Exercise description: Please repeat the entries below exactly as written, leaving out any images.

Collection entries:
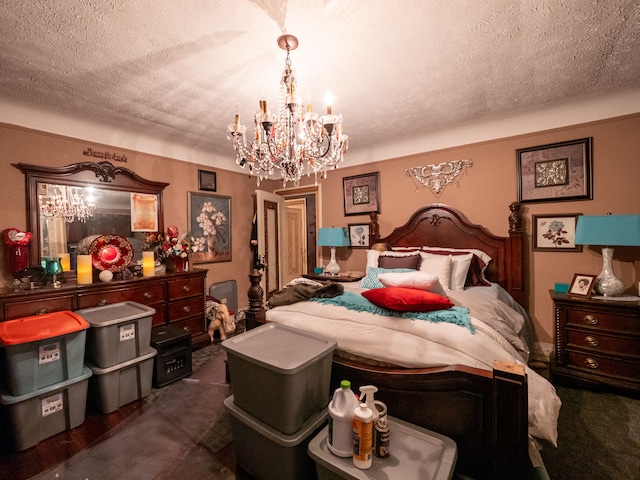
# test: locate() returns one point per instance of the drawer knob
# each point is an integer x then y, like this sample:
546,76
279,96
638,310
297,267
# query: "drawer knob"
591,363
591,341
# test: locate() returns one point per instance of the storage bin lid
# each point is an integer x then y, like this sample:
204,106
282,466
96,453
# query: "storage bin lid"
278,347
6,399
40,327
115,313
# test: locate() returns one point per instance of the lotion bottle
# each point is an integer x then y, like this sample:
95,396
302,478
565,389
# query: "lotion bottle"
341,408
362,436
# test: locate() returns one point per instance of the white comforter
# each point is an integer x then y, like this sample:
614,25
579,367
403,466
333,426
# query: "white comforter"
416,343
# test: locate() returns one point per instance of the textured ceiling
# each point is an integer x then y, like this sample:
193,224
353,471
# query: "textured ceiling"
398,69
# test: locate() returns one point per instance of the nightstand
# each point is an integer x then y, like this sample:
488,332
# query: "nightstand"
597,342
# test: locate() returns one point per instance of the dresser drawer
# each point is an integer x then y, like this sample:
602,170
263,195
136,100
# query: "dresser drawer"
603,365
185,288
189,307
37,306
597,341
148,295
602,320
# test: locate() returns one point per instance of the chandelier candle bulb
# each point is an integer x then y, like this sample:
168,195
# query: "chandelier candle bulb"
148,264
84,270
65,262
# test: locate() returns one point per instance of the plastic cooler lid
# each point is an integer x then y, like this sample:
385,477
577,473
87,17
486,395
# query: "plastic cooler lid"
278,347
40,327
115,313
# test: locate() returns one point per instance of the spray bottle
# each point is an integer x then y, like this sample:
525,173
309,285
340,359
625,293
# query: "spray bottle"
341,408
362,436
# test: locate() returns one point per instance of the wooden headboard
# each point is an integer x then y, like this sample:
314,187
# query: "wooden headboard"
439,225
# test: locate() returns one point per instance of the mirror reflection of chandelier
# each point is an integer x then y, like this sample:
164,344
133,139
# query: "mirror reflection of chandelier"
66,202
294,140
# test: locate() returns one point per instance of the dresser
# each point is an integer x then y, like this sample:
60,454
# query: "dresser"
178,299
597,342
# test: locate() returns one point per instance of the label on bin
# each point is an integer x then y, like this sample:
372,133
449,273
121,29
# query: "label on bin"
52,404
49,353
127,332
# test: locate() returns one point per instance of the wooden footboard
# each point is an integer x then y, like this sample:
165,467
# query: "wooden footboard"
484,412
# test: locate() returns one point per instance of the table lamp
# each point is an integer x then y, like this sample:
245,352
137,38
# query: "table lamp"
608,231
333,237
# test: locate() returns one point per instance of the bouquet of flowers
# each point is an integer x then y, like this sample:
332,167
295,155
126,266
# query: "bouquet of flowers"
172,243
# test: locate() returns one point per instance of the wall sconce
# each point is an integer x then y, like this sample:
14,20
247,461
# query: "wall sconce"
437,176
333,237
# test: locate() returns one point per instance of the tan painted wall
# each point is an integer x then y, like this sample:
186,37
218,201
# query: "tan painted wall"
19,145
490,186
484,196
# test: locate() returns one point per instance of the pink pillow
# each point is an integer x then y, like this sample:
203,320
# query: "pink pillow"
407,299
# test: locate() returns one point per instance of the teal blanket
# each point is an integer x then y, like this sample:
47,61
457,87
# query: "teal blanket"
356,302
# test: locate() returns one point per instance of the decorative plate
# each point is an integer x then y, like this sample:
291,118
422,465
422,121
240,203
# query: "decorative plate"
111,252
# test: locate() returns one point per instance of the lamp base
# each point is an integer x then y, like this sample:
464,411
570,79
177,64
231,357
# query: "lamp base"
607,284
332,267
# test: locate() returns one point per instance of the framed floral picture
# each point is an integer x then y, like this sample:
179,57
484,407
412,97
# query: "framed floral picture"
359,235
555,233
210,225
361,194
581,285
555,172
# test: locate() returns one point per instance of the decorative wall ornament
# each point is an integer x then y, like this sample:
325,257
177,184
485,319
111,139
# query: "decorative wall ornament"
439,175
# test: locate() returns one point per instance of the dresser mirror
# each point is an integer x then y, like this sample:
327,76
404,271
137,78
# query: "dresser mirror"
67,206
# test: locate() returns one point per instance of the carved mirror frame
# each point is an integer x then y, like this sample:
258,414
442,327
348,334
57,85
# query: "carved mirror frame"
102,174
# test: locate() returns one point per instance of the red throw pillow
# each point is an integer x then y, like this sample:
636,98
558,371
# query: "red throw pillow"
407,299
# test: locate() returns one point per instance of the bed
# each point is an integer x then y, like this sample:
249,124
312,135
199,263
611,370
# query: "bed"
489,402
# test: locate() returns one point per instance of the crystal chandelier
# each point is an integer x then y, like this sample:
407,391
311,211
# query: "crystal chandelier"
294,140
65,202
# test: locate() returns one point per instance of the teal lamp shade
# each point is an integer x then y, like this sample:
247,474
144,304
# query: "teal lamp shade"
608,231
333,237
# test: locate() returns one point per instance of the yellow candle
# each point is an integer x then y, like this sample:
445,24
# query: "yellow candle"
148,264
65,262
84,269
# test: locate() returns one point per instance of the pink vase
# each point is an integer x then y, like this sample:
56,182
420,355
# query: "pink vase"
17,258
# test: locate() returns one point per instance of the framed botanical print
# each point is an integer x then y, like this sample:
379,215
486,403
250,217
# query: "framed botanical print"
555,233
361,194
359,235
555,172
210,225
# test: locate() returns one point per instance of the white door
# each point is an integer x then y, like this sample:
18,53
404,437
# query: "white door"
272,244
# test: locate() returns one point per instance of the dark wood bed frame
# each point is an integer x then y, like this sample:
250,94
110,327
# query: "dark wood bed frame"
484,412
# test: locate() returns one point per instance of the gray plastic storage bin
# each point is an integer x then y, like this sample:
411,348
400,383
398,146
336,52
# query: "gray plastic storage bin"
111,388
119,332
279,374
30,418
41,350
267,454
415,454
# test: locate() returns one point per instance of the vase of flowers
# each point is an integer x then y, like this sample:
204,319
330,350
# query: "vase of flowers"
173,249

Task solution:
# test: locate() returns one point per instance of the drawer knob
# each point is an integer x then y, like this sample:
546,76
279,96
638,310
297,267
# query: "drawer knob"
591,363
591,341
# test: locate() returns one point per instance of the storage bin lid
# each point is an integer x then y, like this sample:
204,106
282,466
96,453
# query: "storage bin lid"
278,347
6,399
40,327
115,313
# test: locate() returns one point per instance of the lotion bottle
# each point is an integer x then y, like this sample:
95,396
302,478
565,389
# query: "lotion bottle"
341,408
362,436
# test: locate() returns one point per instance of the white comforter
# each point is an integer x then y, like this sample:
614,25
579,367
403,466
333,426
# query: "white comforter"
416,343
# test: locate() returns one point per instance of the textured ceiling
# each point is an integer x then y, like this sample:
193,224
353,471
# query: "textured ceiling"
398,69
# test: locate() returns one point per instance of the nightstand
# each point is an integer x then y, like this sample:
488,332
# query: "nightstand"
597,342
# test: locate() returns one point per instance of the dresser drawer
# each point is an integer x then y, like this sample:
602,170
263,195
136,100
# query: "dresser drawer"
603,365
185,288
189,307
37,306
597,341
148,295
602,320
# test: locate() returns one point per instance of the chandelier candle bulb
# each point is an integer x then y, like this sample:
168,195
# query: "chandelier candle bulb"
148,264
84,270
65,262
# test: locate() returns one point per instance of the plastic cooler lid
# each point is an integer x then y, like this sample:
385,477
577,473
87,17
486,395
# query: "plastic cooler lid"
278,347
40,327
115,313
# test: locate() returns one point per instance of the spray bottle
# each point is an integer x then y, like this sample:
525,173
309,285
340,359
625,293
# query: "spray bottle"
341,408
362,436
# test: locate() returns one point per instance of the wooden headboard
# each point is an integer x then y, like this sample:
314,187
# query: "wooden headboard"
439,225
# test: locate() returns one point per instance of the mirror reflection of chandelier
# each point is an integer x then y, like this sample:
164,344
133,139
# query: "mirror reflection of chandelier"
66,202
294,140
# test: locate() returns one point per instance of the dresser
# each point is an integer x then y, like this sample:
60,454
# query: "dresser"
178,299
597,342
# test: locate() returns one point per instance of the label on bin
# each point is an integer x then y, like this sample:
372,133
449,273
121,29
# query: "label on bin"
52,404
49,353
127,332
# test: locate() returns one point per instance of the wooden footboard
# each point is an integer x then y, like this sample:
165,467
# query: "wooden footboard"
484,412
# test: locate() returns one point per instance of the table lamp
# each point is an integer x then y, like this sample:
245,352
137,38
# query: "table lamp"
608,231
333,237
# test: locate() returns one point per instance of the bouquet of flowers
# each point is an integer x then y, like this sample:
332,167
295,155
126,266
# query: "bouquet of flowers"
172,243
# test: locate() returns one point per instance of the wall sconce
# each point is an integer x then y, like this sample:
14,20
247,461
# query: "wall sconce"
437,176
333,237
# test: locate() returns one point per instance of the tan painted wall
# each point is an integer x then y, like this sample:
186,37
218,201
# query: "tan painted wall"
19,145
490,186
484,196
# test: locate() returns one point per instance of the pink pillow
# each point is an integer x then y, like this sample:
203,320
# query: "pink pillow"
407,299
# test: locate() returns one point per instance of the teal blanket
# each point is an integer x then y, like this sample:
47,61
457,87
# query: "teal blanket"
356,302
# test: locate() returns one point per instance of the decorative plate
# each point is an integer x then y, like this sample:
291,118
422,465
422,121
240,203
# query: "decorative plate"
111,252
# test: locate() returns one point per instance of the lamp base
# each point is an integer x then y, like this sample:
464,411
570,79
177,64
231,357
# query: "lamp base"
607,284
332,267
# test: locate() returns one point per instance of the framed floral picture
# each point is an integer x then y, like this sample:
179,57
484,407
412,97
# query: "framed floral picture"
359,235
555,233
210,225
361,194
581,285
555,172
# test: locate() returns one point per instance of the decorative wall ornament
# each point is an integer x then y, like this sample:
325,257
177,184
485,319
111,139
# query: "decorative wall ornament"
439,175
# test: locate() returns one point per instance of the dresser mirror
# each point is an integer x then y, like this sample:
327,76
404,271
137,78
# query: "dresser mirror"
67,206
# test: locate() returns one point per instance of the carved mirror frame
# each point is an integer x then y, like this sample:
258,414
442,327
348,334
57,85
# query: "carved mirror frame"
102,174
# test: locate() returns one point per instance of the red throw pillow
# each point is an integer x then y, like this sample:
636,98
558,371
# query: "red throw pillow"
407,299
# test: locate() returns one point per instance of the bed
# each point is an integer x then y, like this sample:
249,124
312,135
199,263
611,370
# query: "bed"
489,402
# test: locate() returns one point per instance of the crystal chandelier
# each point is an integer x then y, like this sample:
407,391
311,211
# query: "crystal chandelier"
294,140
65,202
# test: locate() returns one point per instance of the teal lamp shade
# each point is an integer x then y, like this sample:
247,474
144,304
# query: "teal lamp shade"
608,231
333,237
# test: locate() returns one point per instance of the yellow candle
# each point is an integer x then y, like this sample:
445,24
# query: "yellow candle"
148,264
65,262
84,269
# test: locate() returns one point per instance of the pink vase
# each point is an integer x then y, like this sample:
56,182
420,355
# query: "pink vase"
17,258
# test: locate() returns one point per instance of the framed botanical print
# each point is an integer x then y, like this sample:
379,215
486,403
250,217
# query: "framed botanical print"
555,233
361,194
359,235
555,172
210,225
# test: locate() returns one point per instance of the white door
# each point is an integer x then y, like this sample:
18,53
404,437
# query: "white door"
272,244
# test: locate() returns one point per instance of the dark wood bed frame
# each point is an integer x then y, like this sample:
250,94
110,327
# query: "dark wood bed frame"
484,412
# test: locate() returns one point per instance of the gray plastic storage bin
# each point is an integer x then y, like this sample:
411,348
400,383
398,146
336,52
# query: "gray plastic storage bin"
111,388
119,332
279,374
30,418
41,350
267,454
415,454
# test: locate() returns one point per instance of the vase of flowers
# each point is an integer x then y, like this sample:
204,319
330,350
# query: "vase of flowers"
173,249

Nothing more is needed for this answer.